- **TASK TO CARRY OUT**
In the entries below, find each line with the word "prompts" and pull it out.

- **Saved entries**
○ ○ ○

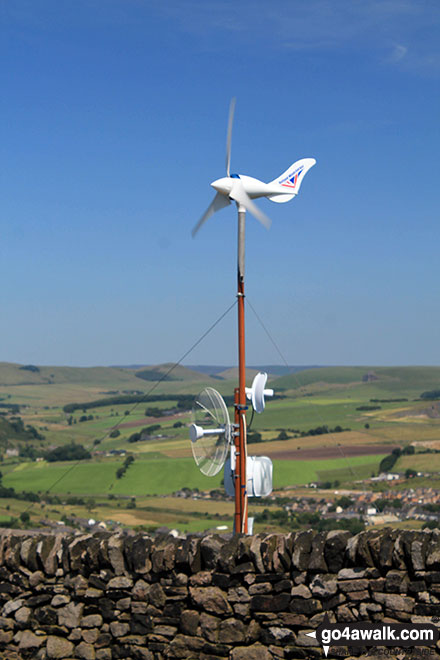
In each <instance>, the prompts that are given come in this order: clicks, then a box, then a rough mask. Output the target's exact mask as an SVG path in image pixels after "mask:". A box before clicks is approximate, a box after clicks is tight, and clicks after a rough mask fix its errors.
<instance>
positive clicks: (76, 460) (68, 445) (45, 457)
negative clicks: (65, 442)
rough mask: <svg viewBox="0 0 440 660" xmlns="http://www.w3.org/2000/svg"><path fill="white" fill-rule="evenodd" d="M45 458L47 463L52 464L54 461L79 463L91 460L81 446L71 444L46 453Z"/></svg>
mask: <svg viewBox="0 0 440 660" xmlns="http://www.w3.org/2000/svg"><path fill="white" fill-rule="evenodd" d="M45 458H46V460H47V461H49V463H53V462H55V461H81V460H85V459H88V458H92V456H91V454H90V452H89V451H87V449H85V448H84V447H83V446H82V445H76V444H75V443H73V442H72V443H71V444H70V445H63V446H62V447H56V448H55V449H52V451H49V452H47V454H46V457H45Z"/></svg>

○ ○ ○

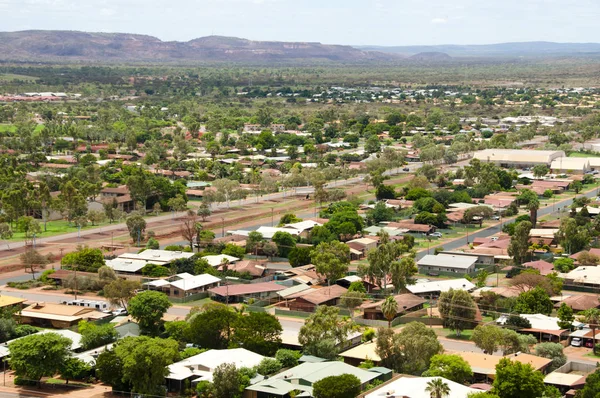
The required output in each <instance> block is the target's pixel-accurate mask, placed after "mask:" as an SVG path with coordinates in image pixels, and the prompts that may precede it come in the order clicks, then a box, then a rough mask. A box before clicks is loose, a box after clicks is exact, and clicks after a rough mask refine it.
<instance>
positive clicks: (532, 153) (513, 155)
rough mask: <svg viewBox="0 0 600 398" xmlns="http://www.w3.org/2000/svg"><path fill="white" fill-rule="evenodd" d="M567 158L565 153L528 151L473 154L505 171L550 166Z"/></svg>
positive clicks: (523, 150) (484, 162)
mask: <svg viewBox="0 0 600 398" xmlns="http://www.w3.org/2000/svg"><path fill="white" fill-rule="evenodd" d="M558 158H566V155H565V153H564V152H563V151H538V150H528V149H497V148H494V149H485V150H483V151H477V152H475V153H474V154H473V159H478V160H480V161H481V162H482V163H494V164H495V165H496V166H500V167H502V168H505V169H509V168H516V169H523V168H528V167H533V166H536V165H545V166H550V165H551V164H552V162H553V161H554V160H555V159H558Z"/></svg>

○ ○ ○

- **OUTPUT OF THE TASK**
In each <instance>, the prompts that are given come in this order: clicks, then a box, then a rough mask. Output the target's exact mask as an SVG path in image pixels after "mask:". A box before clicks is approximate, a box after clicks is tight, and clicks after a rough mask fix its errors.
The required output in each <instance> block is the target's pixel-accurate mask, placed after "mask:" as an SVG path with coordinates in image pixels, and the prompts that may precede it come in the order clicks, then a box, then a rough mask. A box before clicks is loose, a box after clicks is exact, and clicks after a rough mask refine it.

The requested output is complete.